-------- DATA SECTION --------
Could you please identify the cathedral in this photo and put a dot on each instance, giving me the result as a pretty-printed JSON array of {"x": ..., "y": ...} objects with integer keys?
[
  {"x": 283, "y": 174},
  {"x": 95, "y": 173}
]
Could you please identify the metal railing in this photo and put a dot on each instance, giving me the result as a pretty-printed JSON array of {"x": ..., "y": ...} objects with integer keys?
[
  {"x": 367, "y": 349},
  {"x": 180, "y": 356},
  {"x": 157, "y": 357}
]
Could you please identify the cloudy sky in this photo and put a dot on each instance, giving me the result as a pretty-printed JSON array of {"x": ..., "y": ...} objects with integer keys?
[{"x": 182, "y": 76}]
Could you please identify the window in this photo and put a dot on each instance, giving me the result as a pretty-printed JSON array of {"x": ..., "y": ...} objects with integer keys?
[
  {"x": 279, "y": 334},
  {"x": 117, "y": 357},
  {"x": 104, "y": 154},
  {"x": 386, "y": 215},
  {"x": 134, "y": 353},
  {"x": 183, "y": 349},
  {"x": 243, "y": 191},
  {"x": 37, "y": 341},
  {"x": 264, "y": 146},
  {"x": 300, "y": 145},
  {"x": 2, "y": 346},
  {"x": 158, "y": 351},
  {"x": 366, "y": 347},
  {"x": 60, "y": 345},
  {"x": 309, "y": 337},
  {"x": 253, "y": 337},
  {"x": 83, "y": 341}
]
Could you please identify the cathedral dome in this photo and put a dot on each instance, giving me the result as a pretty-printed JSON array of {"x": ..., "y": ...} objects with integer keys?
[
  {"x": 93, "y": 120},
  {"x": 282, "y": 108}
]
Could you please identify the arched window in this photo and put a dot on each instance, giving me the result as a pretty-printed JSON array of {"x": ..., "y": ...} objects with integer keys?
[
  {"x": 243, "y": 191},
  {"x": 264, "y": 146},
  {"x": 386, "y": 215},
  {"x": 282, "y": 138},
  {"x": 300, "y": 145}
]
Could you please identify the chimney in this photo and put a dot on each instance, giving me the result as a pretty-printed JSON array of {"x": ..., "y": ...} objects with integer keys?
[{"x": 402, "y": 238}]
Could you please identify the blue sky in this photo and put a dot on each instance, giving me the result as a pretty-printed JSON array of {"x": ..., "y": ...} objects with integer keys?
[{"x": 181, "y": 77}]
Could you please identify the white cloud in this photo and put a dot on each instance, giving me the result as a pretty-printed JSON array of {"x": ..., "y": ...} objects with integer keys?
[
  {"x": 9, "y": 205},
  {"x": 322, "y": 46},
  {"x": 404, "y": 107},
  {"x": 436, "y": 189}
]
--------
§ **INSTRUCTION**: Copy all the records above precisely.

§ **TASK RESULT**:
Could you please identify the cathedral in this photo and put a dot on each instance, giving me the result as a pretty-printed JSON array of {"x": ..., "y": ...} objects with integer keys?
[
  {"x": 283, "y": 174},
  {"x": 95, "y": 173}
]
Could you please identify the metal railing in this photo and put a dot on each instance, giving me the result as a pretty-printed JSON array of {"x": ..., "y": ...} objects with integer keys?
[
  {"x": 367, "y": 349},
  {"x": 180, "y": 356},
  {"x": 157, "y": 357}
]
Could you please identify the cloudy sky in this photo and put a dot on each instance, giving me the result as a pretty-printed JSON array of {"x": ..., "y": ...} objects with integer keys?
[{"x": 182, "y": 76}]
Could you please identify the window in this photo and put a dot on each instance, giving me the result as a pretty-printed JSON array of {"x": ..., "y": ...} objects with integer keys?
[
  {"x": 279, "y": 334},
  {"x": 117, "y": 357},
  {"x": 104, "y": 154},
  {"x": 386, "y": 215},
  {"x": 134, "y": 353},
  {"x": 183, "y": 349},
  {"x": 243, "y": 191},
  {"x": 37, "y": 341},
  {"x": 264, "y": 146},
  {"x": 300, "y": 145},
  {"x": 2, "y": 346},
  {"x": 158, "y": 351},
  {"x": 366, "y": 347},
  {"x": 60, "y": 345},
  {"x": 309, "y": 337},
  {"x": 253, "y": 337},
  {"x": 83, "y": 341}
]
Could you please identify the cathedral dome in this photo and put a dot on each instance, giving me the result as a pretty-printed JSON array of {"x": ..., "y": ...} objects with integer keys?
[
  {"x": 93, "y": 120},
  {"x": 282, "y": 108}
]
Could you please identify the arched window in this photo and put a dot on each instance, giving me the result as a pretty-printed JSON array of {"x": ..., "y": ...} objects with integer keys?
[
  {"x": 243, "y": 191},
  {"x": 264, "y": 146},
  {"x": 386, "y": 215},
  {"x": 282, "y": 138},
  {"x": 300, "y": 145}
]
Could you please identify the chimney in this photo and put a dot on each instance, giving me the result as a pretty-printed JSON array of {"x": ..., "y": ...} objects with integer keys?
[{"x": 402, "y": 238}]
Could you please identify the blue sky in this photo and put a dot on each instance, giving me the result as a pretty-printed JSON array of {"x": ..., "y": ...} objects with integer keys?
[{"x": 181, "y": 77}]
Could you please identify the white cloud in this photo and put a dot on each instance, giving me the result as a pretty-printed JSON array of {"x": ..., "y": ...} objects with integer keys?
[
  {"x": 9, "y": 205},
  {"x": 322, "y": 46},
  {"x": 404, "y": 107},
  {"x": 436, "y": 189}
]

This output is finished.